TASK SET
(a) Answer these questions from the passage about Erika, one line each:
(i) At which congress, and in what year, did Erika give the Keynote Address?
(ii) Which Chinese classic in her library was full of her own margin notes?
(iii) What did Alexander reply when people complained about some aspect of their life?
(b) Quote the passage about Erika, starting with "One learnt from" and going on through "world around you.".

After seeing more of what was going on at the 1st International Congress in New York, Erika felt very strongly that she had something to say. Marj Barstow encouraged Michael Fredericks to give her the Keynote Address at the Brighton Congress in 1988, where she issued a dire warning to the Alexander community: “….I see a great danger of his work suffering the same fate as that of many other great original innovators in the history of the world. It is a pretty familiar pattern. Successors to the master tend to launch into interpretations, which in time cause arguments, dissensions, disagreements, splits into schools or sects, fragmentation leading to dogma, to tradition, and to fixation”.[iii]

For her, teaching was not a ‘skill’ that you learnt. Each encounter with a pupil was a living experience and you can only transmit that if you are living your own life in that way.  Her concept of ‘use’ was not about our ‘state’, i.e. having a free neck or ‘going up’: you need to take your new knowledge into daily life; to stop, make a decision, work out your means-whereby and move forward; it included what you ate, how you spent your time, how you earned your living, your relationships, your reactions in daily life. She liked to quote Alexander who, when people complained about some aspect of their life that did not please them, responded, “Well you are doing it”.  In other words, we have to take responsibility for ourselves. None of this, however, was ever thrust down your throat, but there are plenty of hints in what she said or wrote.[iv]

One learnt from her directly through her way of being.  The relationship with her was never allowed to slip into roles and many teachers were frustrated in their attempts to pin her down with their expectations of getting ‘a turn’ or some reinforcement of their point of view. It was a delight to watch her deflect their efforts.  When she did use her hands to ‘give you your back’ people often commented on the integrating quality of her touch, connecting you at once with yourself and the world around you.

Erika had many other interests including music, myth, pottery (particularly the work of Shoji Hamada and Bernard Leach) and especially her research into Islam, Zen Buddhism, Taoism and oriental medicine.  Among the favourites in her wonderful library were the Chinese classics Monkey and, full of her own margin notes drawing parallels with Alexander’s ideas, The Secret of the Golden Flower.  Her approach to working with people drew on these other great traditions.  She would often say that the best teaching was done when the pupil did not know that he or she was being taught: an anecdote, a joke, a seemingly irrelevant aside, an unexpected action or inaction – all could be used to convey something, if you were ready to see it.

DATASET ENTRIES

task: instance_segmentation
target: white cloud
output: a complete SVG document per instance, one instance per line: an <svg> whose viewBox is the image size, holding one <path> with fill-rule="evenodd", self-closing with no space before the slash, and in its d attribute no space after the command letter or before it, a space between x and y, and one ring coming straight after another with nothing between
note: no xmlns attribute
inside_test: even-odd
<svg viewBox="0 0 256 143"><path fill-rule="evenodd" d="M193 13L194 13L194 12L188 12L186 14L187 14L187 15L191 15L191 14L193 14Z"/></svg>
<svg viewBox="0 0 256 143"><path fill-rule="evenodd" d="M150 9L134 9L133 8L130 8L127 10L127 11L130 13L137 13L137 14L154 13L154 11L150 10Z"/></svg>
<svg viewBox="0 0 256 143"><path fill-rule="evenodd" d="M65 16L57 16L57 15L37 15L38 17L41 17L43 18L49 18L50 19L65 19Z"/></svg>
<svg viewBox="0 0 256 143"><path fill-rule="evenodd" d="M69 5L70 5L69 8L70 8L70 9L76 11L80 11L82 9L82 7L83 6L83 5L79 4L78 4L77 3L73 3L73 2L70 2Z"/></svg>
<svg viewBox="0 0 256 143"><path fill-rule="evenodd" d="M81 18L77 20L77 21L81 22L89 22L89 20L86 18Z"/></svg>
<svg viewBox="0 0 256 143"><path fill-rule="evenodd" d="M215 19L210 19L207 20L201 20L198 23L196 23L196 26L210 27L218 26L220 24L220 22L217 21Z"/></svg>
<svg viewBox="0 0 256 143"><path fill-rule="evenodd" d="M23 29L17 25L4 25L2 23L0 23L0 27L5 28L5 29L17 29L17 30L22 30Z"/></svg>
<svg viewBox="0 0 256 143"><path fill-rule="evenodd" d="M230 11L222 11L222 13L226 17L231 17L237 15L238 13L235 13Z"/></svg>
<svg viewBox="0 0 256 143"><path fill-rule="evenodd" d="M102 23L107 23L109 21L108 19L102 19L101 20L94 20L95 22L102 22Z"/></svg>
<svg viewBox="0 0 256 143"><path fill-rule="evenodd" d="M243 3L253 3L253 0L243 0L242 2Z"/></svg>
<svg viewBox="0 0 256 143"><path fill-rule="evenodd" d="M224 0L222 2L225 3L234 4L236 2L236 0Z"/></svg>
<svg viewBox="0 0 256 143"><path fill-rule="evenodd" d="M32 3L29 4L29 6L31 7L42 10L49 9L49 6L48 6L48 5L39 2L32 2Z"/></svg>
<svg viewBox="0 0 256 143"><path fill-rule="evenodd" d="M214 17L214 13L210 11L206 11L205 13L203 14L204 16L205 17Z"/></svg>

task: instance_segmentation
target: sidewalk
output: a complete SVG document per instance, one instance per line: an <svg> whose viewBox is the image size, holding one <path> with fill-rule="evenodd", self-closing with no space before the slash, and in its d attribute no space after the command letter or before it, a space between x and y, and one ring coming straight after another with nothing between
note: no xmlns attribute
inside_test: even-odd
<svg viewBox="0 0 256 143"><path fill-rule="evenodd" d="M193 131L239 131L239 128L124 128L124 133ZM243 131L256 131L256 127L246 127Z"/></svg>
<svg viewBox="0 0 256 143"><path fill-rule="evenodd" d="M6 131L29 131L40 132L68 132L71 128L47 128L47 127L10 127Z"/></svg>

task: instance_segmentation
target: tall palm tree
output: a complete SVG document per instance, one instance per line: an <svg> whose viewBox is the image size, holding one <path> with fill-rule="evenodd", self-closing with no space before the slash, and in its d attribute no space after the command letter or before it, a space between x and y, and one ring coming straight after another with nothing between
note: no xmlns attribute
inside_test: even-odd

RESPONSES IN ORDER
(a)
(i) The Brighton Congress, in 1988.
(ii) The Secret of the Golden Flower.
(iii) "Well you are doing it".

(b)
One learnt from her directly through her way of being.  The relationship with her was never allowed to slip into roles and many teachers were frustrated in their attempts to pin her down with their expectations of getting ‘a turn’ or some reinforcement of their point of view. It was a delight to watch her deflect their efforts.  When she did use her hands to ‘give you your back’ people often commented on the integrating quality of her touch, connecting you at once with yourself and the world around you.